### Given entries

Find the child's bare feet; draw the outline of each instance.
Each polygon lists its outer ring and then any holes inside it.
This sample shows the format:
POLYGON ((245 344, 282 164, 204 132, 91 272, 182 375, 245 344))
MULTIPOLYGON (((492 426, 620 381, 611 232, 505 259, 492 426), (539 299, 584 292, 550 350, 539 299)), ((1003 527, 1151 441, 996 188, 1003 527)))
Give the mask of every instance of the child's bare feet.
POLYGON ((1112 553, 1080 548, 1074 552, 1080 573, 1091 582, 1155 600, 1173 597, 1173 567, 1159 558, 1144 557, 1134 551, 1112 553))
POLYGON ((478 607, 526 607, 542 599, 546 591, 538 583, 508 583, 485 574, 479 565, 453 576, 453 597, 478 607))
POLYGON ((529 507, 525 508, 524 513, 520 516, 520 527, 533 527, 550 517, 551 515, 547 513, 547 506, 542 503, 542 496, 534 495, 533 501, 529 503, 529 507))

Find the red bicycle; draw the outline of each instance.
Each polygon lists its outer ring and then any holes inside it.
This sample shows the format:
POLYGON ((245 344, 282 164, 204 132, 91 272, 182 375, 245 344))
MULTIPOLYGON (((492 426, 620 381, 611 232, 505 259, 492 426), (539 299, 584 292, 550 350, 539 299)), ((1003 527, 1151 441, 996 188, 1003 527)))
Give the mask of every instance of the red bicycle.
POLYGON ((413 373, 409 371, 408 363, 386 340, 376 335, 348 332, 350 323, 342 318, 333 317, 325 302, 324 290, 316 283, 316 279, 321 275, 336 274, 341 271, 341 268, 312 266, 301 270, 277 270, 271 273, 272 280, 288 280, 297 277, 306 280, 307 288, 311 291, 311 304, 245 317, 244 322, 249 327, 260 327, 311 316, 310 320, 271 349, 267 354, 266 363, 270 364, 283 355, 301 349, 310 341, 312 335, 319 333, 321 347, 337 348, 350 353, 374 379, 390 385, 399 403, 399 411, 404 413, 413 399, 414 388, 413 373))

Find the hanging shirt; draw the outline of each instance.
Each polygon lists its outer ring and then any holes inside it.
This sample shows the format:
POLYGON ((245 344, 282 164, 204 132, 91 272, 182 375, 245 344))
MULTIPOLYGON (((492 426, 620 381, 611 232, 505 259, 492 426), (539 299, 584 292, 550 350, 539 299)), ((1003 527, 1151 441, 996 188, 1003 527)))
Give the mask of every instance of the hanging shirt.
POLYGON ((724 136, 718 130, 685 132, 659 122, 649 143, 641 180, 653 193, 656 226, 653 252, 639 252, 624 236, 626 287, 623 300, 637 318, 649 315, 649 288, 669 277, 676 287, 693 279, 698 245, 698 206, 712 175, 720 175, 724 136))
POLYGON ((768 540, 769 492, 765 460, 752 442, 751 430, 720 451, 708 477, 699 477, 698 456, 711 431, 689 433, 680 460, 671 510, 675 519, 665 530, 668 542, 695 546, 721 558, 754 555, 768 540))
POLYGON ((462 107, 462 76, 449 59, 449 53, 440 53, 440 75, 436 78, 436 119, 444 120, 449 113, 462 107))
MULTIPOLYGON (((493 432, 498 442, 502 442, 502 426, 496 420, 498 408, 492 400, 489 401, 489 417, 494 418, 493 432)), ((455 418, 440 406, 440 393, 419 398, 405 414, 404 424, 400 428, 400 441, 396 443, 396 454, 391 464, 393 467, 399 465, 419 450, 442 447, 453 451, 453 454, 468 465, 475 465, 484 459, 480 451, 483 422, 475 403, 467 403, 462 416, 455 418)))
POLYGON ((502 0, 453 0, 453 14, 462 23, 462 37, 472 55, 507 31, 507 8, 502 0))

######

Problem to solve ▸ Copy every line in the data above that has the string "Find" in it.

Response to the task ▸
Find the child's bare feet; draw the outline of each instance.
Find the red bicycle; draw the outline of each instance.
Find the hanging shirt; draw the outline of each instance.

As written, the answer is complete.